**Your objective**
Below are entries with pictures among them; reproduce exactly, and only, the lines from the one containing "Q: In the image below, where" down to the one containing "Q: In the image above, where is the wooden table?", without the pictures.

Dataset entries:
______________________________
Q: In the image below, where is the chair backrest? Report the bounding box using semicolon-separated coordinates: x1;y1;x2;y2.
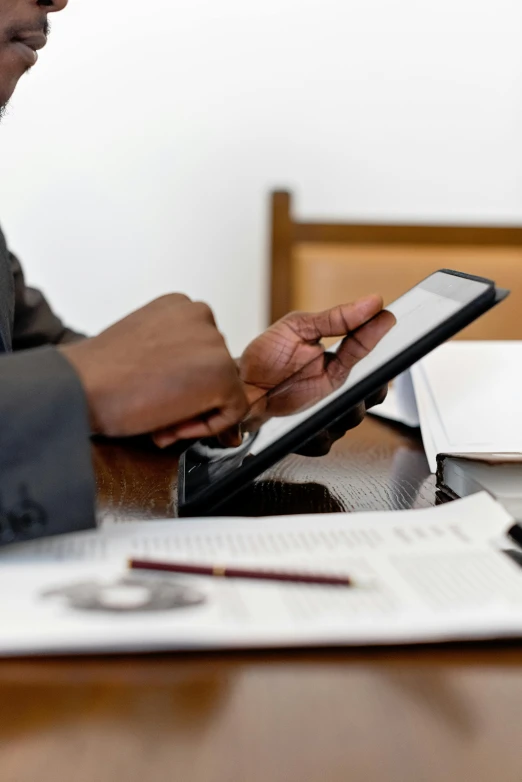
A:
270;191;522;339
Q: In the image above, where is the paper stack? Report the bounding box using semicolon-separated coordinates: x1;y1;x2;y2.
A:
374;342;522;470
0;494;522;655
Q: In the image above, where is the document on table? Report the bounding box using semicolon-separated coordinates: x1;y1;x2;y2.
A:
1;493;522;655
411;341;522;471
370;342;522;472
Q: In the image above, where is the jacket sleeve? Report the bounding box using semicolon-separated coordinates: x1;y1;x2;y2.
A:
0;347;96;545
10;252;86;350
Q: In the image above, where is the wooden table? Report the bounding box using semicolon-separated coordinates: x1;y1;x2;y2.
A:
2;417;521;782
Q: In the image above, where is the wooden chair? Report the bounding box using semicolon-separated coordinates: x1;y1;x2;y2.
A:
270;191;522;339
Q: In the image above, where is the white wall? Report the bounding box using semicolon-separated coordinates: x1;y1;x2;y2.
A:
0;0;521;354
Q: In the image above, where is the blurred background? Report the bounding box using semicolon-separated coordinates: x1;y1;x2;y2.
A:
______________________________
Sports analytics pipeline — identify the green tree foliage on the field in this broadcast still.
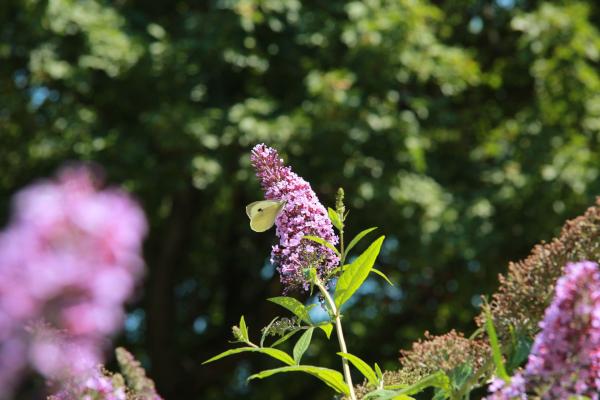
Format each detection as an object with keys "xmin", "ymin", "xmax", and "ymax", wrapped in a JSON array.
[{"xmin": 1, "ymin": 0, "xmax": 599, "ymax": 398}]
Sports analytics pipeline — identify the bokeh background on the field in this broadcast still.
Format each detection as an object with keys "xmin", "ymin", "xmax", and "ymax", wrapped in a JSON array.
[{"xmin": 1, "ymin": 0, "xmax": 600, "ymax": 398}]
______________________________
**Solution for this exercise**
Q: In the image below, where is the chair backrest? Report the bounding box using semicolon-separated coordinates: x1;y1;x2;y2.
A:
270;191;522;339
Q: In the image above, where is the paper stack? Report the bounding box using semicolon-separated coordinates: x1;y1;x2;y2.
A:
374;342;522;470
0;494;522;655
Q: In the image above, where is the document on table? Report the bounding box using semicolon-separated coordinates: x1;y1;x2;y2.
A:
1;493;522;655
411;341;522;471
370;342;522;472
Q: In the image above, where is the jacket sleeve? Report the bounding box using semicolon-separated coordinates: x1;y1;x2;y2.
A:
0;347;96;545
10;252;86;350
Q: In the image above, where is the wooden table? Report the bounding box using semicolon-separated coordinates: x1;y1;x2;y2.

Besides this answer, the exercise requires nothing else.